* _Required action_
Your reproduction of the entries should be exact and should contain no pictures.

· · · · · · ·

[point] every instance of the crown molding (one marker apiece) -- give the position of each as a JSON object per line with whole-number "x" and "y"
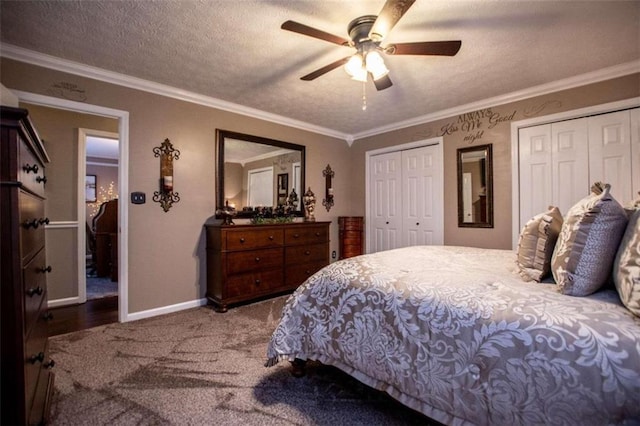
{"x": 543, "y": 89}
{"x": 47, "y": 61}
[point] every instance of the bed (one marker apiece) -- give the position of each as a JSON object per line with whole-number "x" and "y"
{"x": 457, "y": 334}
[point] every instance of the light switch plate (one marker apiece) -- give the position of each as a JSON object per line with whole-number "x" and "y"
{"x": 138, "y": 197}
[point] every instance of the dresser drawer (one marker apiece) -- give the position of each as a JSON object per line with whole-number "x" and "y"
{"x": 306, "y": 254}
{"x": 297, "y": 274}
{"x": 306, "y": 235}
{"x": 254, "y": 284}
{"x": 251, "y": 238}
{"x": 36, "y": 357}
{"x": 30, "y": 170}
{"x": 31, "y": 225}
{"x": 34, "y": 287}
{"x": 253, "y": 260}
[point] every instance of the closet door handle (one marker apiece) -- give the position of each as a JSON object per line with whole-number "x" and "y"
{"x": 39, "y": 357}
{"x": 35, "y": 290}
{"x": 30, "y": 169}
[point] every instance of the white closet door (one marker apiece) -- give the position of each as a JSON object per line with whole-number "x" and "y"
{"x": 386, "y": 201}
{"x": 535, "y": 171}
{"x": 610, "y": 152}
{"x": 570, "y": 163}
{"x": 422, "y": 197}
{"x": 635, "y": 152}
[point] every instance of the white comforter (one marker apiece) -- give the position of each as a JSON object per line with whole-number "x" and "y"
{"x": 455, "y": 333}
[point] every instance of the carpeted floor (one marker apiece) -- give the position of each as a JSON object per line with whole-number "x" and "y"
{"x": 98, "y": 288}
{"x": 198, "y": 367}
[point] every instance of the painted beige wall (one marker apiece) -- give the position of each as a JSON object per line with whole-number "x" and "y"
{"x": 459, "y": 131}
{"x": 167, "y": 250}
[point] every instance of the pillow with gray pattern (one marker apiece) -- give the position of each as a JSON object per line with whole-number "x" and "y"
{"x": 626, "y": 267}
{"x": 582, "y": 261}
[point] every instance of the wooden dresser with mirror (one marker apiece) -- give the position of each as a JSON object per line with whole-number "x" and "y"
{"x": 27, "y": 379}
{"x": 248, "y": 262}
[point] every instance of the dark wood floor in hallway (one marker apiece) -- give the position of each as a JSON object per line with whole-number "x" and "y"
{"x": 93, "y": 313}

· · · · · · ·

* _Output below_
[point] every instance of the crown molding (one marker apiece) -- give the position of each as a JSON object per line with whole-number "x" and "y"
{"x": 543, "y": 89}
{"x": 47, "y": 61}
[point] every instance of the bed (one marker apiece) -- give the position of each as a JSON object per line with whole-number "x" and "y"
{"x": 457, "y": 334}
[point] every instance of the light switch plate (one marker apiece) -- give the position of each as a JSON object per line with whole-number "x" and "y"
{"x": 138, "y": 197}
[point] every instance of the dresser drawer (one marker apiece) -- give the position of each as a JSON object per line with whole-number "x" and "y"
{"x": 306, "y": 254}
{"x": 297, "y": 274}
{"x": 306, "y": 235}
{"x": 254, "y": 284}
{"x": 251, "y": 238}
{"x": 36, "y": 357}
{"x": 30, "y": 170}
{"x": 31, "y": 225}
{"x": 34, "y": 287}
{"x": 253, "y": 260}
[point] every instance of the closet door handle (one marker apiece) -- give the position of each as a JSON object per line with whole-number "x" and "y"
{"x": 39, "y": 357}
{"x": 35, "y": 290}
{"x": 30, "y": 169}
[point] every instance of the white closet door (one marker apiece) -- give the position of each as a JSON object per line with whole-number "x" and "y"
{"x": 386, "y": 201}
{"x": 535, "y": 171}
{"x": 610, "y": 152}
{"x": 570, "y": 163}
{"x": 422, "y": 197}
{"x": 635, "y": 152}
[point] every instance of the white comforter (one marker apiece) -- give the position of each as a JSON object per line with whole-number "x" and "y"
{"x": 455, "y": 333}
[point] every instance of the carpeted floor (one marker apiece) -- give the position of each as a JSON object per line with whole-number "x" and "y"
{"x": 98, "y": 288}
{"x": 198, "y": 367}
[point] every instance of the painted beige wall (one marker apiece) -- give the position of each as a JSON object per line with whole-number "x" and "y"
{"x": 459, "y": 131}
{"x": 167, "y": 250}
[point] every instance of the pillow with gray pattern (one marker apiece) -- give the position of each as a JSON object per line with whole-number "x" and "y"
{"x": 626, "y": 267}
{"x": 582, "y": 261}
[point] every instance of the wooden dresser with mirror (one marker apiece) -- give the position of each as a JSON object per line with whole-number "x" and "y"
{"x": 27, "y": 379}
{"x": 248, "y": 262}
[point] every instance of the dark wood floor in hallway (one marker apiece) -- give the position of each as a JSON object per line with whole-number "x" and "y"
{"x": 93, "y": 313}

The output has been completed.